Set exercise -> Reproduce the material word for word, from the line containing "beige hat brim." through the end of the material.

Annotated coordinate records

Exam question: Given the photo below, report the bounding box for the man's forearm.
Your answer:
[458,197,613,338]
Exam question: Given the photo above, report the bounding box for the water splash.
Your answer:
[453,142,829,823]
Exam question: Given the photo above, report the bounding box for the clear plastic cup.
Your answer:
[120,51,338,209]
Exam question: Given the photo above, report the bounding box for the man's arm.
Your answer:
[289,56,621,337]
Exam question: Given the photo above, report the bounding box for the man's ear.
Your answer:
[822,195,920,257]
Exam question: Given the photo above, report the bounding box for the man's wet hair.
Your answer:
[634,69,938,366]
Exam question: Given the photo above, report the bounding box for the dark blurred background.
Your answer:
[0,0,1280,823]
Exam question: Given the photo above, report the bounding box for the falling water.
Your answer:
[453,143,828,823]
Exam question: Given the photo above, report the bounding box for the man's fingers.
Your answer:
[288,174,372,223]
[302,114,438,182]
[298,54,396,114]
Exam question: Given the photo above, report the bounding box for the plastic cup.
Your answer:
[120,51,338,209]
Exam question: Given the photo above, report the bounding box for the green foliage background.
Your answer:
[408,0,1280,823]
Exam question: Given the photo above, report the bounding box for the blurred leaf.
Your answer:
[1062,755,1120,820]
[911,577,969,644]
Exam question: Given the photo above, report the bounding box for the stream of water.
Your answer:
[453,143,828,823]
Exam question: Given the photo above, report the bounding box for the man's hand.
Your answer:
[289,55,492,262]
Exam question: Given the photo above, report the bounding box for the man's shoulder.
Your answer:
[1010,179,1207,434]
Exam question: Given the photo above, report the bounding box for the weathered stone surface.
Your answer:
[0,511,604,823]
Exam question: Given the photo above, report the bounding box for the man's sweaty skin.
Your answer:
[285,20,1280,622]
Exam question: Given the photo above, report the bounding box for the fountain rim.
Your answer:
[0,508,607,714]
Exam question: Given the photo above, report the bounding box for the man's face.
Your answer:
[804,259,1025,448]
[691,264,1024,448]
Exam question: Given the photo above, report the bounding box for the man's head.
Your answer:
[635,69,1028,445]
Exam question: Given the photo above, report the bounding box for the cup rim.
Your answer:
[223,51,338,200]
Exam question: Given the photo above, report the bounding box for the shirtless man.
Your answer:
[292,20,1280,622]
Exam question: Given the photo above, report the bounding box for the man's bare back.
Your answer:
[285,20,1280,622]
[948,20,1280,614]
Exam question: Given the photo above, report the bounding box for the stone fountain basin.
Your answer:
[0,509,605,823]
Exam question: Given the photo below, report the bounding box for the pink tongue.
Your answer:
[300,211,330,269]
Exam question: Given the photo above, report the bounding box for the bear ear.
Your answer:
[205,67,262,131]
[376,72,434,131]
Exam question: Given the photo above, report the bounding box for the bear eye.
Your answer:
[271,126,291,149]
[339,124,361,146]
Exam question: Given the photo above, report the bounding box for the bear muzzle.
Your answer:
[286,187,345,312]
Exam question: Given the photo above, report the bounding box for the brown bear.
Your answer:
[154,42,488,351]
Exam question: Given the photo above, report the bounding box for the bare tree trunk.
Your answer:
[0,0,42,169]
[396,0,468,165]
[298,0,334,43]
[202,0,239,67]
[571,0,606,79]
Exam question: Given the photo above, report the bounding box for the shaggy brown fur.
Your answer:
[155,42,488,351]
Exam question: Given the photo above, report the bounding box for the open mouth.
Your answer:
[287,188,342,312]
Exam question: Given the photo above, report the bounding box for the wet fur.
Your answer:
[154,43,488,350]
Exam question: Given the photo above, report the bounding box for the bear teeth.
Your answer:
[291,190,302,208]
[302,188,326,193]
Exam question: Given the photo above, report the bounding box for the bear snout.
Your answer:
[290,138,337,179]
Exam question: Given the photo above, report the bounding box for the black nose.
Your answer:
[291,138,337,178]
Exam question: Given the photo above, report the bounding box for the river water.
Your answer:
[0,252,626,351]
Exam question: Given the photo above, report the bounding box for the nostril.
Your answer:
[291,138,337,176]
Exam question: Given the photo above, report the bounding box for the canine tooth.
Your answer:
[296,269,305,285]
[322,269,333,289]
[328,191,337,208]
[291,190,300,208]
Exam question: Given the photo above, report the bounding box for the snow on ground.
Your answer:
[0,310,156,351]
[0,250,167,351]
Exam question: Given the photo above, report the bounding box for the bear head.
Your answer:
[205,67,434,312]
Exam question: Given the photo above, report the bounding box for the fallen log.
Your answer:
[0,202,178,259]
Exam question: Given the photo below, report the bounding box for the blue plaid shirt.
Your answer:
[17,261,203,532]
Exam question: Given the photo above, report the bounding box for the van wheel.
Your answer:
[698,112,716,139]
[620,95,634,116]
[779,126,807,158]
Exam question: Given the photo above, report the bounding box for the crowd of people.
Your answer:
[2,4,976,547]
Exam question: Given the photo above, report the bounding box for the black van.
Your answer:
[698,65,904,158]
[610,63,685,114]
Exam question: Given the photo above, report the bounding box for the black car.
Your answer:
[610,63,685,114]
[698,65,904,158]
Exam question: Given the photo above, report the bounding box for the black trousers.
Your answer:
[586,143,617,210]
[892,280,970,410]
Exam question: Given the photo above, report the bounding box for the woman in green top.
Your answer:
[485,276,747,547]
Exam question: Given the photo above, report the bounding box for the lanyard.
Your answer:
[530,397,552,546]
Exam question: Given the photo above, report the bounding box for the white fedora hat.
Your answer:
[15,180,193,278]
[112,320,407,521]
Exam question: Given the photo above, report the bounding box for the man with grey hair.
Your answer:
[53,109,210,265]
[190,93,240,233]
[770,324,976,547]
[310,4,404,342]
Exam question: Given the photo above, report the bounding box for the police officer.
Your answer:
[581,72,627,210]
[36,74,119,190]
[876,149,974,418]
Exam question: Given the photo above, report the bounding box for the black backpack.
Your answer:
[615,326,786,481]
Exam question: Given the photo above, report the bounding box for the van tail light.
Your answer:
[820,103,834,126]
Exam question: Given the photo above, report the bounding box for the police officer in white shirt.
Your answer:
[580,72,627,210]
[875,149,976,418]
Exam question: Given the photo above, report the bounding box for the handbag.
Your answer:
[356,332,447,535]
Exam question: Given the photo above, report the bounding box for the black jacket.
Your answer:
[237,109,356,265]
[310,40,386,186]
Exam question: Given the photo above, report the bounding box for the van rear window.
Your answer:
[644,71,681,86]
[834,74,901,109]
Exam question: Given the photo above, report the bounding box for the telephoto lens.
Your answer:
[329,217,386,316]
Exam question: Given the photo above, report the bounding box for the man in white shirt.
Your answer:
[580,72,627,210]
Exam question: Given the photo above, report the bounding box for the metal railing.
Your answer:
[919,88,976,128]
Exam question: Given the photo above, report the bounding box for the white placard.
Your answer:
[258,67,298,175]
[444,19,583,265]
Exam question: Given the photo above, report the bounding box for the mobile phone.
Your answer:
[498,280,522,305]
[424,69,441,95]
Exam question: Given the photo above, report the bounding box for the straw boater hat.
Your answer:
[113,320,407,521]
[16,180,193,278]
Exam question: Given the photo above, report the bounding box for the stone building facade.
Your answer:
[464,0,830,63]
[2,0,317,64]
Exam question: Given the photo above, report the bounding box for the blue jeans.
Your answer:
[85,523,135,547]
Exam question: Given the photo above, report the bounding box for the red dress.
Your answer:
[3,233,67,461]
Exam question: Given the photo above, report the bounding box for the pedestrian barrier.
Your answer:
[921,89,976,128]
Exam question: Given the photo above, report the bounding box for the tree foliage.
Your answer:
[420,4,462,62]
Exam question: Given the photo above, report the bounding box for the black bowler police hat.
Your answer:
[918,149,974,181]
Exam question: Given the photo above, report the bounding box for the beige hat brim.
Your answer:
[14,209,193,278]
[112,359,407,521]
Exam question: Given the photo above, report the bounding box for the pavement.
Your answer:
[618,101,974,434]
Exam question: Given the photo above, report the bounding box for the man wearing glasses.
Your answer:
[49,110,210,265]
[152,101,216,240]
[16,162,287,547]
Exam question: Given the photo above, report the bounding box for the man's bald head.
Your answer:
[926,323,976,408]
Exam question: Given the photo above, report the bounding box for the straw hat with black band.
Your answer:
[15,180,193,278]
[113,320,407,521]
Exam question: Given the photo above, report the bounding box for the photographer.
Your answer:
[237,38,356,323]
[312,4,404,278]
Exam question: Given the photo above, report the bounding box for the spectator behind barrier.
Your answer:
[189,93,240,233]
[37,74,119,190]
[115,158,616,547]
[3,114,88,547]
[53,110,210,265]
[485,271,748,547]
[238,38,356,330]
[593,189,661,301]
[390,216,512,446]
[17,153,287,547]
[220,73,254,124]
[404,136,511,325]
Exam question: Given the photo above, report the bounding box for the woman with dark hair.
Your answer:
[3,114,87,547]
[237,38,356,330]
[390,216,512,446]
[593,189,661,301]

Result of this exercise ->
Exam question: Given the photo above, report the bounding box for the beige hat brim.
Your answer:
[14,209,193,278]
[112,359,407,521]
Exam question: Given the photo above, report the bounding box for the pavement.
Your answer:
[618,101,974,434]
Exam question: Given the photo above, report the bounding box for the man wearing glasses.
Your answer:
[49,110,210,265]
[152,101,216,240]
[16,162,287,547]
Exam question: Given the photo above, report the bounding box for the man's bald head.
Your answer:
[926,323,976,408]
Exam question: Given the photo above, report the bounding box for the straw hat with black band.
Your answer:
[15,180,193,278]
[113,320,407,521]
Exam question: Given the photo above, report the bounding box for the photographer.
Your answer:
[237,38,356,323]
[312,4,404,278]
Exam question: Given the photo above, report the bounding box for the spectator behind barrier.
Your answer:
[189,93,240,233]
[37,74,119,190]
[115,158,616,547]
[3,114,88,547]
[53,110,210,265]
[485,271,748,547]
[238,38,356,330]
[593,189,661,301]
[390,216,512,446]
[17,153,287,547]
[220,73,254,124]
[404,136,511,325]
Exam question: Given the photo above, report the bounding box for the woman with dark hair.
Your answer:
[3,114,87,547]
[237,38,356,330]
[390,216,512,446]
[593,189,661,301]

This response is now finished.